One very controversial feature distinguishes the VZ Monaro from its predecessor, a pair of bonnet scoops. Everyone who had the chance to talk to us during our road-test period wanted to discuss them. Some thought they looked just great, others liked the concept but weren’t over impressed by the execution. In particular, the doubters didn’t like the angle at which the scoops sat and/or would have preferred a bolder overall design.
One thing that all did agree on was the uprated exhaust note. The burble is back in the Holden V8. While it’s still muted by noise regulations that are amongst the toughest in the world, there’s certainly a more aggressive note to the updated Monaro. Holden redesigned the system from the catalytic converters back. A split exhaust is now possible because of the relocation of the fuel tank forward of the rear axle to suit USA safety requirements. Monaro, of course, is sold over there as the Pontiac GTO. The exhaust emerges as big bore 95mm tips on either side of the car.
═══
**TASKS TO PERFORM:**
1. According to the passage on the VZ Monaro, under what name is the car sold in the USA?
2. List every feature of the updated exhaust that the passage on the VZ Monaro describes.
3. Resume the passage on the VZ Monaro from its final sentence.
The entries that come next are not needed for this work.
═══
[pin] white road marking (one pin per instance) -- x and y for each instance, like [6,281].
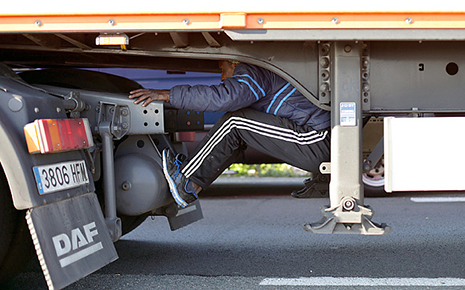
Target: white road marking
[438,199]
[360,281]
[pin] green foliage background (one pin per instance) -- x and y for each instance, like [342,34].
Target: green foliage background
═══
**ANSWERS TO THE EXERCISES:**
1. The Pontiac GTO.

2.
- A more aggressive exhaust note
- A system redesigned from the catalytic converters back
- A split exhaust
- Big bore 95mm tips on either side of the car

3.
That’s the positive side of the new fuel tank location, the negative side is the disappearance of about half the boot. What’s left is verging on being a joke, so if you plan to cart a lot of bulky gear around take a look under that bootlid before settling on a Monaro.
VZ Monaro’s powered by a Gen III 5.7-litre V8, now upgraded to provide peak power of 260kW, 15kW more than before. Previous criticism of lack of torque below 3000rpm has been addressed and the VZ Monaro is more driveable in commuting conditions.
It’s as thirsty as ever, though. In normal suburban running it typically used about 16 to 18 litres per hundred kilometres. This big V8 has always been at its best when in cruising mode and country trips will see consumption dropping to a much more reasonable 11 to 13 litres per hundred.
Monaro now has bigger brakes to balance its extra grunt. The solid rear discs have been replaced by ventilated units and a brake assist system (BAS) and electronic brakeforce distribution (EBD) are now standard.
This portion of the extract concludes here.